▶ _TEXT EXCERPT_:
※
Men stared with their mouths hanging open. But, strangely, they didn't approach me. They no longer felt entitled to chat me up just because they liked how I looked.
This was puzzling and unexpected.
It flew in the face of all the messages I had received throughout life concerning the one-dimensional element that looks were everything. As a woman, I was nothing if I wasn't pretty, but I was going to be sexually harassed if I was pretty and it would be my fault for being pretty.
It was a terrible, terrible mental framework for trying to live my life and it took me a long time to escape it. This was a first step in that journey, not a final one.
I eventually realized that during the time that I had been heavy, something about my demeanor and body language had changed. I was no longer giving off signals that made men think they could just talk to me whenever they felt like it and impose on my time for nefarious purposes.
In retrospect, some of this is about eye contact and some of it is about being overly polite, solicitous and deferential. I stopped feeling obligated to acknowledge and engage every random asshole who laid eyes on me.
My looks have faded and that has reduced the amount of unwanted attention I get, but there are still plenty of men interested in me and I still get feedback that suggests some people dramatically underestimate my age. (Like I still get mistaken at times for being the older sister of my adult sons.)
So looks were a factor, but they were not everything. When my body language changed, it became a lot safer to be me in the world.
For anyone with a history of being a victim, the one thing I would suggest is don't take disrespect off of anyone. Don't persist in trying to be "polite and respectful" to people who aren't being polite and respectful to you.
Instead, try to disengage. Stop responding to them. Stop maintaining eye contact. Turn away. Walk away if you can.
You don't have to be ugly, insulting, aggressive or rude. In other words, refusing to be the victim doesn't require you to be abusive to other people. Just disengage, don't answer their invasive questions and play defensively.
Victims get groomed into being good victims. They get taught to not resist or things will be worse. They get taught to collude in hiding the abuse. They get taught to feel complicit.
Abuse almost never begins with anything really overt, like violent assault. It begins with people being rude and disrespectful and escalates from there.
※
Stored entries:

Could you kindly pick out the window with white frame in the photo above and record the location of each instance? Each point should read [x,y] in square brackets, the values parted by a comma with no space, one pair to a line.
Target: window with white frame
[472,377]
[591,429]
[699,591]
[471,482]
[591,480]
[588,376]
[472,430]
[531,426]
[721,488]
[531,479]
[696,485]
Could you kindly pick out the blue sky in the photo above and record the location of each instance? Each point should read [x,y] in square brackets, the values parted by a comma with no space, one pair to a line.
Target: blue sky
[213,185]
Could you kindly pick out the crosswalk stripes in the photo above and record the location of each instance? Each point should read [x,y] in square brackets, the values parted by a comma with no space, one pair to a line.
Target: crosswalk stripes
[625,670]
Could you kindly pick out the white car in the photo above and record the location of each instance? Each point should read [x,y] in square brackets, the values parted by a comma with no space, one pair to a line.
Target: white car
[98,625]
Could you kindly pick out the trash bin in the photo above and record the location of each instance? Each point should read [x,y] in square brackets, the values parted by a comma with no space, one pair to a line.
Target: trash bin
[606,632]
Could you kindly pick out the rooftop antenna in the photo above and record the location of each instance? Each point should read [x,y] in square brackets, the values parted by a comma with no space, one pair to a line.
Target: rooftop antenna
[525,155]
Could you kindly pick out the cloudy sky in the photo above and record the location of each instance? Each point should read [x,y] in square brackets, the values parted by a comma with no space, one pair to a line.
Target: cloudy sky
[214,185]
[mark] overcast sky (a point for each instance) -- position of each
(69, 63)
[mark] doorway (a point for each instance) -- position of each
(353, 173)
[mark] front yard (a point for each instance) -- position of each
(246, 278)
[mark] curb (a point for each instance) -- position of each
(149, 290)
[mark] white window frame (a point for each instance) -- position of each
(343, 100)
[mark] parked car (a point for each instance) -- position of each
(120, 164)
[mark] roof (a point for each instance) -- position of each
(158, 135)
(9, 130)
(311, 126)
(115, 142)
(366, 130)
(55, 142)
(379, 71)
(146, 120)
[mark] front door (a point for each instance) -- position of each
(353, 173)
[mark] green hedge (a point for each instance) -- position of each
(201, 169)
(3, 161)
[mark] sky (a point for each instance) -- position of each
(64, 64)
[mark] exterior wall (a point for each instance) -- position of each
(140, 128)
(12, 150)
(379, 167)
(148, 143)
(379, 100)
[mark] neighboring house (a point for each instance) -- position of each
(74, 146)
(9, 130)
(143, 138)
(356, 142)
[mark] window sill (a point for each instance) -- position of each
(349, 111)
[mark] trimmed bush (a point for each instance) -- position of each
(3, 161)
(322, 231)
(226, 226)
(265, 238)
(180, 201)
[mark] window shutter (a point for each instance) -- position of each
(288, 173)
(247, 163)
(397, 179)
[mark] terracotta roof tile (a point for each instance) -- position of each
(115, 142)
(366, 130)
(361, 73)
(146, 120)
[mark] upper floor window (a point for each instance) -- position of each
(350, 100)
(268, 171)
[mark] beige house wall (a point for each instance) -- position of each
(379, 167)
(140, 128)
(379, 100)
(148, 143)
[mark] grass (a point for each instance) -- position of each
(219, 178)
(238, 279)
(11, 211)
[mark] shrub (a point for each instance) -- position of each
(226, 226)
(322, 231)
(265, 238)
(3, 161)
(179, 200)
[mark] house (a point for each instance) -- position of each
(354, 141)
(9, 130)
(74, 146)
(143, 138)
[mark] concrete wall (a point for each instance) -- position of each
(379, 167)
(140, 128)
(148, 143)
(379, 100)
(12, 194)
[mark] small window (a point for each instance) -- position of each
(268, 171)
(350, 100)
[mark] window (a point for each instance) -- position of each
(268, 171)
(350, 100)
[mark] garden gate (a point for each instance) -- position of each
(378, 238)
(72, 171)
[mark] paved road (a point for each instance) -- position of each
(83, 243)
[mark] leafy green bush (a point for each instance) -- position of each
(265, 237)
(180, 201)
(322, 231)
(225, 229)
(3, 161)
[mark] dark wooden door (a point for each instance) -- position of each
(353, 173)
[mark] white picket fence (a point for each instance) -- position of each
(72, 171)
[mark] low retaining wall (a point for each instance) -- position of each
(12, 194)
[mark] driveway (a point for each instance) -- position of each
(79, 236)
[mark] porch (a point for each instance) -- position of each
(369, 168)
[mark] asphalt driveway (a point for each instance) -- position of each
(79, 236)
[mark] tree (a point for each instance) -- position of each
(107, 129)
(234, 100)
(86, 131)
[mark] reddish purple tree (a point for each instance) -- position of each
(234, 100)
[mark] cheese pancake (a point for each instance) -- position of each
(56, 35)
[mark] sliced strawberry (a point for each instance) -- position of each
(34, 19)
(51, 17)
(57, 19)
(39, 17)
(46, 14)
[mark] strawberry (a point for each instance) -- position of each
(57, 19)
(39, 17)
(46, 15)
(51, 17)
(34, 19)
※
▶ _TASKS FOR THIS EXERCISE_:
1. From the essay on unwanted attention, reproduce word for word the part starting at "I eventually realized" and ending at "for nefarious purposes.".
2. Does each statement agree with the essay on unwanted attention? Answer yes or no for each, quoting the words that decide it. (a) The writer is still sometimes taken for an older sister of the writer's adult sons. (b) The writer advises being rude to people who are disrespectful. (c) The writer says abuse usually begins with something overt, such as violent assault.
None of the stored entries are needed here.

▶ _RESPONSES_:
1.
I eventually realized that during the time that I had been heavy, something about my demeanor and body language had changed. I was no longer giving off signals that made men think they could just talk to me whenever they felt like it and impose on my time for nefarious purposes.

2.
(a) Yes: "I still get mistaken at times for being the older sister of my adult sons."
(b) No: "You don't have to be ugly, insulting, aggressive or rude."
(c) No: "Abuse almost never begins with anything really overt, like violent assault."